**What you are asked to do:** Copy, character for character, everything in the items from the line containing "Locate the man" down to the line containing "pixel 242 500", including both of those lines.

**Working data:**
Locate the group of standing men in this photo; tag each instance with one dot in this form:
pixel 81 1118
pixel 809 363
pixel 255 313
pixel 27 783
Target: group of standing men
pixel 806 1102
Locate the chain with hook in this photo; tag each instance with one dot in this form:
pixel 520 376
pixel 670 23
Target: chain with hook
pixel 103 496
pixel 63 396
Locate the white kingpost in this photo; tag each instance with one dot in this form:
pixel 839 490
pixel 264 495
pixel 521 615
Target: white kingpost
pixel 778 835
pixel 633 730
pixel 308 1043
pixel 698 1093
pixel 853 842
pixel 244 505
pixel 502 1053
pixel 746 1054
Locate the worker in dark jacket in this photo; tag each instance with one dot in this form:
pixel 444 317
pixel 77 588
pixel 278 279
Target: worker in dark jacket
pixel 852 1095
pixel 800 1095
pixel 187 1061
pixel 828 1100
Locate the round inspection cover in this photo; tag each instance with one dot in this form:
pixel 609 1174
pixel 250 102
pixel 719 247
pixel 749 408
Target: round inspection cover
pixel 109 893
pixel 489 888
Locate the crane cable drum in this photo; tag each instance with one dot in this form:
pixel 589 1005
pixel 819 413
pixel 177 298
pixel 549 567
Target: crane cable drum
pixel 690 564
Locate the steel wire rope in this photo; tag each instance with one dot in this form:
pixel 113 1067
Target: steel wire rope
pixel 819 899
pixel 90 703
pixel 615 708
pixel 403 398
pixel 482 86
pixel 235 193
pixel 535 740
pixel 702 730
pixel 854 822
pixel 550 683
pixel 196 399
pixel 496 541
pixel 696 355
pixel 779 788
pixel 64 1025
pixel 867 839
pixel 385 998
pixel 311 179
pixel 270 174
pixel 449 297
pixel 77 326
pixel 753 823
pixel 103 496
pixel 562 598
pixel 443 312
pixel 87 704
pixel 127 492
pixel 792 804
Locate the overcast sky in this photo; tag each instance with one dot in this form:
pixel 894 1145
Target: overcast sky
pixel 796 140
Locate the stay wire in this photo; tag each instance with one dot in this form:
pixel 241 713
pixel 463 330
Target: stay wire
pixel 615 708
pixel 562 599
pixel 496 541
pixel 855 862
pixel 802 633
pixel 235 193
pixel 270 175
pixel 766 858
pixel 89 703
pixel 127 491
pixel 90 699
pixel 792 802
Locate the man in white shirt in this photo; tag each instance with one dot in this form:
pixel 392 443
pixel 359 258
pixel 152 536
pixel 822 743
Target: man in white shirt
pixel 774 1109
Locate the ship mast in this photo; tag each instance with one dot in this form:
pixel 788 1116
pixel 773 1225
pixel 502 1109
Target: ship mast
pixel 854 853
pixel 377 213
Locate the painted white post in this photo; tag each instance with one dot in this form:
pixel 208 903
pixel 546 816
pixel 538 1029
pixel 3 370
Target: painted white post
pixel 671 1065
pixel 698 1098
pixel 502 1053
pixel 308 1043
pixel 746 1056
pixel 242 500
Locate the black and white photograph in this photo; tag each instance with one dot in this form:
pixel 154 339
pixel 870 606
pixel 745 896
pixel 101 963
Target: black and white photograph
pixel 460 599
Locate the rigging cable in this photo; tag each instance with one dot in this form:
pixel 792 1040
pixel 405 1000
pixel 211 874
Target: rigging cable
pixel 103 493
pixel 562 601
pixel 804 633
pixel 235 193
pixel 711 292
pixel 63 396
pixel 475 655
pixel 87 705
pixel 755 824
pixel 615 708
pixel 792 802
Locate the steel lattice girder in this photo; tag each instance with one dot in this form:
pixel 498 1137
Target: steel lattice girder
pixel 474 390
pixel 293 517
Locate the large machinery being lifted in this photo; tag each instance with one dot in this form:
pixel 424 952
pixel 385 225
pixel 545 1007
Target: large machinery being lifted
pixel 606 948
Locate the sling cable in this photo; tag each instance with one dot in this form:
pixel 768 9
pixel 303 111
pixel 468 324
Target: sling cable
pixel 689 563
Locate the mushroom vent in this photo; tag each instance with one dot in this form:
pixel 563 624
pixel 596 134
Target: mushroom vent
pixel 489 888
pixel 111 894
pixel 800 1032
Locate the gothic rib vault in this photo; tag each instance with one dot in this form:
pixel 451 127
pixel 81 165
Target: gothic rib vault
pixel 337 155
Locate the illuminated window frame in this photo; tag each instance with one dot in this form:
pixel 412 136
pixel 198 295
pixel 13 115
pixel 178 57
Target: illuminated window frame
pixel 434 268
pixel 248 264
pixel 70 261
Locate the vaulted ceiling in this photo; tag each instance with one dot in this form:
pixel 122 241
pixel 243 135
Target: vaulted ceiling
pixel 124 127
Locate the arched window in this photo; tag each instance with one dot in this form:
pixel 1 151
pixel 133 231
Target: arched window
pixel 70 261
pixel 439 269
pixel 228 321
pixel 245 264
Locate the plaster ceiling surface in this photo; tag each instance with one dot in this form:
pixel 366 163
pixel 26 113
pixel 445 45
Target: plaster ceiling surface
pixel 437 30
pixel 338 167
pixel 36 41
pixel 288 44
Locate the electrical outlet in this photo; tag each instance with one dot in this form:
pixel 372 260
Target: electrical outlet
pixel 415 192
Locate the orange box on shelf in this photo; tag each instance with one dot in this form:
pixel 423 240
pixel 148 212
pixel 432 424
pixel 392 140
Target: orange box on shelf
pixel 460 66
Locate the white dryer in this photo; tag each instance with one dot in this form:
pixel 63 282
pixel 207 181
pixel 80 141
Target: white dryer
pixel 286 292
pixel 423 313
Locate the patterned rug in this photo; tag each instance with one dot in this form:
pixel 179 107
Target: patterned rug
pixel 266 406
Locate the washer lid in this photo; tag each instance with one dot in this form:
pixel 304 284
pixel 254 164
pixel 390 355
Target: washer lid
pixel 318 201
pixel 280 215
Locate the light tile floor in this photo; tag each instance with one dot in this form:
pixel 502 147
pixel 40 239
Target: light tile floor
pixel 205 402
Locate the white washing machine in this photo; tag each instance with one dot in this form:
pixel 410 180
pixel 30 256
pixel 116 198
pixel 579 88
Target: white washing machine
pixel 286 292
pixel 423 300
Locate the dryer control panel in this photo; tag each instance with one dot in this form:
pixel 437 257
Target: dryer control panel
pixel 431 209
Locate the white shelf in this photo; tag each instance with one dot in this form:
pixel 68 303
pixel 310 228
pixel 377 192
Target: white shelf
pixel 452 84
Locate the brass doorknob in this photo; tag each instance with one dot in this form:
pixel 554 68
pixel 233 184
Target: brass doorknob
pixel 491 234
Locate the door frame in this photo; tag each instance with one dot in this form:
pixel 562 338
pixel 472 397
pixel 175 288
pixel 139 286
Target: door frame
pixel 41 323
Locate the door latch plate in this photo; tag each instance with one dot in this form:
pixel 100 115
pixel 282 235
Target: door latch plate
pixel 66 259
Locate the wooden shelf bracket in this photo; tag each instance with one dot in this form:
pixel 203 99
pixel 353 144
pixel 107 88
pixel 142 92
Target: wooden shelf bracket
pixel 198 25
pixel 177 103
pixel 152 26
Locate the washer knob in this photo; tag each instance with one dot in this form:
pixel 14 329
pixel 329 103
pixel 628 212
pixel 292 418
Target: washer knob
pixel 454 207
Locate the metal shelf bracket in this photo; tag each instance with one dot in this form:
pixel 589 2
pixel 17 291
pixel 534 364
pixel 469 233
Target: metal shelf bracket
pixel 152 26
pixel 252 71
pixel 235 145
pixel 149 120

**Answer for the task:**
Locate the man in white shirt in this photo; tag each instance with one dot in this form:
pixel 392 443
pixel 359 258
pixel 152 536
pixel 822 743
Target: man in white shirt
pixel 774 1109
Locate the ship mast in this photo; tag each instance with one dot in this form:
pixel 788 1116
pixel 773 1225
pixel 502 1109
Target: ship mast
pixel 854 853
pixel 377 213
Locate the painted white post in this photo; tag each instance with one dot in this form:
pixel 208 903
pixel 546 816
pixel 538 1029
pixel 3 370
Target: painted white post
pixel 671 1065
pixel 698 1098
pixel 502 1053
pixel 308 1043
pixel 746 1056
pixel 242 500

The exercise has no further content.